-- start of DATA SECTION --

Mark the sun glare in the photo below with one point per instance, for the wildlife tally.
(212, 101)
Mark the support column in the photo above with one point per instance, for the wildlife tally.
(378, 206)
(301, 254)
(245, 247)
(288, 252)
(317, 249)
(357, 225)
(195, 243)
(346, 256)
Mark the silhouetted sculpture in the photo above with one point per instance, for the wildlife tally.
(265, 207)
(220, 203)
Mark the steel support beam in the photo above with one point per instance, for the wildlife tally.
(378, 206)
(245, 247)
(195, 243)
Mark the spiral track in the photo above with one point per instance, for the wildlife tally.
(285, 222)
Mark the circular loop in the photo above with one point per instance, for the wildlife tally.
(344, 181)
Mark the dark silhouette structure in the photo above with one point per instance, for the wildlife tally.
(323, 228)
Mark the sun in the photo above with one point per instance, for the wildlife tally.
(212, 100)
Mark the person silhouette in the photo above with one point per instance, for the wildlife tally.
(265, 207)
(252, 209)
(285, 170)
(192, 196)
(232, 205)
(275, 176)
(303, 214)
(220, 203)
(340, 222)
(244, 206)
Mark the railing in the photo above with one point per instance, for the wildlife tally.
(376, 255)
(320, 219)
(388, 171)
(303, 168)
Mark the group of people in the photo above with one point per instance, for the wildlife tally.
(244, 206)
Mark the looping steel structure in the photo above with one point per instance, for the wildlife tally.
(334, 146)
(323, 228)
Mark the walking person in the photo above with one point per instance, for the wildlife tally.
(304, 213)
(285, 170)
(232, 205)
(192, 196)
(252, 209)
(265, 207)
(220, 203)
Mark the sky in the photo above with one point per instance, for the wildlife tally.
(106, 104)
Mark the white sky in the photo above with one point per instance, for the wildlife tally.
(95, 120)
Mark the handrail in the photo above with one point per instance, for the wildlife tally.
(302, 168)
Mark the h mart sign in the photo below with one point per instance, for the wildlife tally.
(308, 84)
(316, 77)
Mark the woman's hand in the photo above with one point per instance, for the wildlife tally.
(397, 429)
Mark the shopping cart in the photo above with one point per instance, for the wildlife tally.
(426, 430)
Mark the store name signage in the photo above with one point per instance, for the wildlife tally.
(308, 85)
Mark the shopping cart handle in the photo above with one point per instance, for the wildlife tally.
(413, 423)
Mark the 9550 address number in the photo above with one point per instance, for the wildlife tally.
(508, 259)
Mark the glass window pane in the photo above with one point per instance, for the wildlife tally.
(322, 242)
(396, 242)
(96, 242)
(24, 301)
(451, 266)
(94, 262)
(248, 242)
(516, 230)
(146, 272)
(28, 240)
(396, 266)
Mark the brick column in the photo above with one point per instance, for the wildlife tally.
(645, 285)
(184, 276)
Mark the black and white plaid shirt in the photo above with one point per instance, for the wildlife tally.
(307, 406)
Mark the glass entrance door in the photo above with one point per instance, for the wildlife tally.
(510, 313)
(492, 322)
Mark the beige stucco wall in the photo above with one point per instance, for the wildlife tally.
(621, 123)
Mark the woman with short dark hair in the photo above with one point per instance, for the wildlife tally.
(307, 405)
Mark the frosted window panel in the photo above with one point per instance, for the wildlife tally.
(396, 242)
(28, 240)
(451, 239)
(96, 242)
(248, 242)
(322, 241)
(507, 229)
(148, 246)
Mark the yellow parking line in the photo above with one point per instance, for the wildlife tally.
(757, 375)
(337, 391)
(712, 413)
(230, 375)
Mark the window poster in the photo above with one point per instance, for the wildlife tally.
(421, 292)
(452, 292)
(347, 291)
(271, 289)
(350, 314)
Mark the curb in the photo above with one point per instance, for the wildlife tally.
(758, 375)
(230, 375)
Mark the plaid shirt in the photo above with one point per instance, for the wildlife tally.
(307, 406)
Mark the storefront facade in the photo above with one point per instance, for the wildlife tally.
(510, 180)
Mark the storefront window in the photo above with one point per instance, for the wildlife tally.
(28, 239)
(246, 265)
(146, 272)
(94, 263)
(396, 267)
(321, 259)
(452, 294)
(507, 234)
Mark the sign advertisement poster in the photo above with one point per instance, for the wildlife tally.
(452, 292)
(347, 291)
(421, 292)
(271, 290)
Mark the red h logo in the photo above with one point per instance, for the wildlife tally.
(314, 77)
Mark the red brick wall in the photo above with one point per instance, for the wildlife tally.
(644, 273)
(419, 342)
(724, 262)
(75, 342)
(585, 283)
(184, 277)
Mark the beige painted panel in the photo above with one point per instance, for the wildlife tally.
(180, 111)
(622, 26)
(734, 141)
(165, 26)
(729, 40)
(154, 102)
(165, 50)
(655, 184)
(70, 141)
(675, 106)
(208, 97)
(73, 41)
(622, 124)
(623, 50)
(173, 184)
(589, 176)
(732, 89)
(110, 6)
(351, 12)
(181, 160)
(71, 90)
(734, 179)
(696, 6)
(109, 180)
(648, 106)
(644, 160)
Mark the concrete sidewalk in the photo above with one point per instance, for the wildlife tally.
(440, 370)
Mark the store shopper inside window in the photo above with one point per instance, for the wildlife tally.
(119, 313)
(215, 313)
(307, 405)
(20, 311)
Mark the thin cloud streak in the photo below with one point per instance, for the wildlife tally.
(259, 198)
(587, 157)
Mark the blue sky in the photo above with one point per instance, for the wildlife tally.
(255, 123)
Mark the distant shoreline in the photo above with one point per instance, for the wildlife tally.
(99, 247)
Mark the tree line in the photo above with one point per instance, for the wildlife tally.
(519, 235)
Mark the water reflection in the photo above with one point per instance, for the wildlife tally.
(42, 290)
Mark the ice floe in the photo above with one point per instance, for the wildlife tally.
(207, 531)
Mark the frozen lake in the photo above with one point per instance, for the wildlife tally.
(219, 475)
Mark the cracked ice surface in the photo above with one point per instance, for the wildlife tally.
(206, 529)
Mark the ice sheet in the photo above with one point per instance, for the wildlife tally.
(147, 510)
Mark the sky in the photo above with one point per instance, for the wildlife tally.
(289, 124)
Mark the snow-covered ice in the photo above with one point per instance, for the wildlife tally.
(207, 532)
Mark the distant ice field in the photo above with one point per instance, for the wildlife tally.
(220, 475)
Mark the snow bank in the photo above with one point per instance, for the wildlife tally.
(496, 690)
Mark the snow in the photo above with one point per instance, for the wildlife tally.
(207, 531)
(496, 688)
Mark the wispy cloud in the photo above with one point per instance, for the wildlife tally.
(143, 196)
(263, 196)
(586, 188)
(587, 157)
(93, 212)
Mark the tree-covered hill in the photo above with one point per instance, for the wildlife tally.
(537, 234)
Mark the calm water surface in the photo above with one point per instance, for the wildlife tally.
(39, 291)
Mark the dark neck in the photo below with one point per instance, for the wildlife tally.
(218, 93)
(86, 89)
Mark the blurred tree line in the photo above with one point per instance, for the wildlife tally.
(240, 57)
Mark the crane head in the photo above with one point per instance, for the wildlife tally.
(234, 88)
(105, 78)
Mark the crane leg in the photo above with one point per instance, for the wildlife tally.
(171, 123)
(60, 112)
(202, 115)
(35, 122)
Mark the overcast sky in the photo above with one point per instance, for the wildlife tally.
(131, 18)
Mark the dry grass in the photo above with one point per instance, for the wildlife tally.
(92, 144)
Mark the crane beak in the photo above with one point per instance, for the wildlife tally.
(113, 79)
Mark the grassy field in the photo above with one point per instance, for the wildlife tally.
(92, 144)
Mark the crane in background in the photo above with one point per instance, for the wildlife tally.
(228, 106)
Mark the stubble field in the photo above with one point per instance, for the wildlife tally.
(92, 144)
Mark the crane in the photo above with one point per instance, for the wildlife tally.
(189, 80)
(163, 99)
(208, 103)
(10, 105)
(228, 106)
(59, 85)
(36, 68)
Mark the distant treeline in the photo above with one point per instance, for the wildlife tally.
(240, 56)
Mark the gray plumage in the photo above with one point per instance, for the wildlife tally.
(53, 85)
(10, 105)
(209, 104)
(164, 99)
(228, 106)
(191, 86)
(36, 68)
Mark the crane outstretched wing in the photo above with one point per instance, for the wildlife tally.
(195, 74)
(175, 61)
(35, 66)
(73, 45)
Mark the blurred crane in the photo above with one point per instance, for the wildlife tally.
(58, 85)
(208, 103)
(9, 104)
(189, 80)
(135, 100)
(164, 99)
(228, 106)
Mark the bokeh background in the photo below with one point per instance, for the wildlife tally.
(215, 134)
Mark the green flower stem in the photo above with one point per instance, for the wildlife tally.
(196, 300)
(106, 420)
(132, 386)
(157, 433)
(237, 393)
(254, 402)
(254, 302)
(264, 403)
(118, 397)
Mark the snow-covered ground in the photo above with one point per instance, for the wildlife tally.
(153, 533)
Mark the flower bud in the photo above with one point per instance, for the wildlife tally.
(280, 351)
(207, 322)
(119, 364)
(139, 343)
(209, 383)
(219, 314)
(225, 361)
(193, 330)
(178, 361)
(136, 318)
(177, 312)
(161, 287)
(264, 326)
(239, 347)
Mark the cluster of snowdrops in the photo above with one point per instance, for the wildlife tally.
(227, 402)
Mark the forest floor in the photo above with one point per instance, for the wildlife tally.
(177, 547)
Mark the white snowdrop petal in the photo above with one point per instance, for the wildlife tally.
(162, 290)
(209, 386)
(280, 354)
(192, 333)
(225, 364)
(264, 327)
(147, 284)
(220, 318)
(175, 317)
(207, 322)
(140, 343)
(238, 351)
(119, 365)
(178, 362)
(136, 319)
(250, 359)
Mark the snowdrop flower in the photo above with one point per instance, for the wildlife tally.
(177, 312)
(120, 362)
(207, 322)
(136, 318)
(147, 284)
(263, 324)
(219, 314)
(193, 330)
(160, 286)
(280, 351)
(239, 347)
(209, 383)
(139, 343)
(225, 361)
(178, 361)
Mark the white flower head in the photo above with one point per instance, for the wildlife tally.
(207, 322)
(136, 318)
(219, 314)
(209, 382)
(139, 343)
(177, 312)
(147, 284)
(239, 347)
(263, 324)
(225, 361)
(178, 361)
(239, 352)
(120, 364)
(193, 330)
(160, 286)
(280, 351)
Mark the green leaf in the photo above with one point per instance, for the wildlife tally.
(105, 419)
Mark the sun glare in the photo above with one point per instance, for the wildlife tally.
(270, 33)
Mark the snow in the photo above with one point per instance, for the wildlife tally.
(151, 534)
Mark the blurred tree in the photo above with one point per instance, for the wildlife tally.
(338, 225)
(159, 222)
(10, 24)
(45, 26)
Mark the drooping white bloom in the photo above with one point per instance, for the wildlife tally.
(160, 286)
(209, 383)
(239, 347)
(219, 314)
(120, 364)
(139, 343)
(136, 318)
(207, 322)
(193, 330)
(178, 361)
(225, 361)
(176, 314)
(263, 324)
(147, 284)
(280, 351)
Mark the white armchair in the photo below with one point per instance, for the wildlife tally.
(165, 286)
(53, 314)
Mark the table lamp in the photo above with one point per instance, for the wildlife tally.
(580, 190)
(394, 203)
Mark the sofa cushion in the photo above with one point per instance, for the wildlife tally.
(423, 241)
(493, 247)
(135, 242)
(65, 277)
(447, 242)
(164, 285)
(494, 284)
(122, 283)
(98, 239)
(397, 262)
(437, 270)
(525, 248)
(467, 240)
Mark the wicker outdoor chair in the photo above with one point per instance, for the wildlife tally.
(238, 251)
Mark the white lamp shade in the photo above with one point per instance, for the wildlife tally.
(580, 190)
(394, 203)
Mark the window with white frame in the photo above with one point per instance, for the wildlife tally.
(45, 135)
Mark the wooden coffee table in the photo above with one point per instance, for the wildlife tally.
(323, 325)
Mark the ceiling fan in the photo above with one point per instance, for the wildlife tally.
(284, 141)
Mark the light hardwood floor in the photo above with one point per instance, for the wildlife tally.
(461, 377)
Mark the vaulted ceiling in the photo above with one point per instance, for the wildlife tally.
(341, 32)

-- end of DATA SECTION --

* _DIRECTION_: Transcribe exactly, and only, the lines from the one bearing "Mark the window with" through the last line of the entries, counting both.

* _RESULT_:
Mark the window with white frame in the photo above with one point per instance, for the wildlife tally.
(45, 135)
Mark the wooden coffee table in the photo above with one point per instance, for the wildlife tally.
(323, 325)
Mark the ceiling fan in the photo above with one point per instance, for the wildlife tally.
(284, 141)
Mark the light hardwood floor in the photo above with one point per instance, for the wildlife tally.
(461, 377)
Mark the vaulted ceiling in the photo above with one point per instance, for the wildlife tally.
(341, 32)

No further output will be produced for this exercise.